# start of Text segment

# 67 GTO barn find



## 66 tempest (Jan 17, 2005)

I am not going to comment on what I think of the restoration, but I will ask, why do some 67 GTO's have an alternator bracket as this one, don't some have 2 slide type brackets?

https://youtu.be/l2fgzyAGxZ0


----------



## Goat Roper (Oct 28, 2014)

Aftermarket carb and manifold so the brackets had to be changed.


----------



## 05GTO (Oct 6, 2004)

Looks like it has an 11 bolt water pump making it a 69 or newer, painted valve covers were on later years as well. Probably a b-body block.


----------



## chuckha62 (Apr 5, 2010)

I watched parts of three different videos. There are so many examples of what NOT to do in there, it is ridiculous! I pity the person who ends up with that car when they have to undo the "restoration" work.


----------



## Rukee (Feb 8, 2007)

chuckha62 said:


> I watched parts of three different videos. There are so many examples of what NOT to do in there, it is ridiculous! I pity the person who ends up with that car when they have to undo the "restoration" work.


So true. They didn't even take the windshield trim off when they filled that hole it the roof, you know it's going to leak before the bondoo falls out.


----------



## Pinion head (Jan 3, 2015)

# end of Text segment
# start of Recorded information

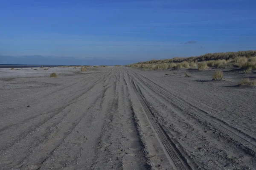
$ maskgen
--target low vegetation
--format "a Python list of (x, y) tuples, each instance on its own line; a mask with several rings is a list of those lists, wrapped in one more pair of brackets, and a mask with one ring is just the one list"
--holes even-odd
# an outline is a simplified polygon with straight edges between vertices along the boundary
[(81, 71), (87, 71), (87, 68), (85, 67), (81, 67)]
[(186, 73), (185, 73), (185, 77), (190, 77), (190, 76), (189, 76), (189, 74), (188, 74), (188, 73), (187, 73), (186, 72)]
[(220, 80), (223, 79), (223, 72), (220, 70), (216, 71), (212, 75), (212, 79)]
[(207, 62), (199, 62), (198, 64), (198, 70), (208, 69), (209, 68), (209, 67), (207, 65)]
[(57, 75), (57, 74), (56, 74), (56, 73), (52, 73), (50, 75), (50, 77), (57, 78), (57, 77), (58, 77), (58, 76)]
[[(119, 65), (116, 65), (116, 66)], [(125, 65), (144, 70), (179, 69), (198, 68), (198, 70), (209, 67), (215, 68), (238, 68), (248, 73), (256, 70), (256, 51), (236, 52), (209, 53), (198, 57), (176, 57), (170, 59), (152, 60)]]
[(243, 79), (239, 85), (256, 85), (256, 79), (250, 81), (249, 78)]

# end of Recorded information

Goal | Pick up the 67 GTO barn find thread where it stops and write the next part. The items come from a different source than the 67 GTO barn find thread.

Final answer |
Rukee said:


> So true. They didn't even take the windshield trim off when they filled that hole it the roof, you know it's going to leak before the bondoo falls out.


Typical puppymill build. I can't even see the video, as my 1st Gen I pad doesn't support the u tube video. What's the channel,mthe fellow that posted the video? Will look at it late late tonight.


----------



## Goat Roper (Oct 28, 2014)

chuckha62 said:


> I watched parts of three different videos. There are so many examples of what NOT to do in there, it is ridiculous! I pity the person who ends up with that car when they have to undo the "restoration" work.


All it will take is one pothole to undo the work.:rofl:


----------



## bondobill (Oct 24, 2011)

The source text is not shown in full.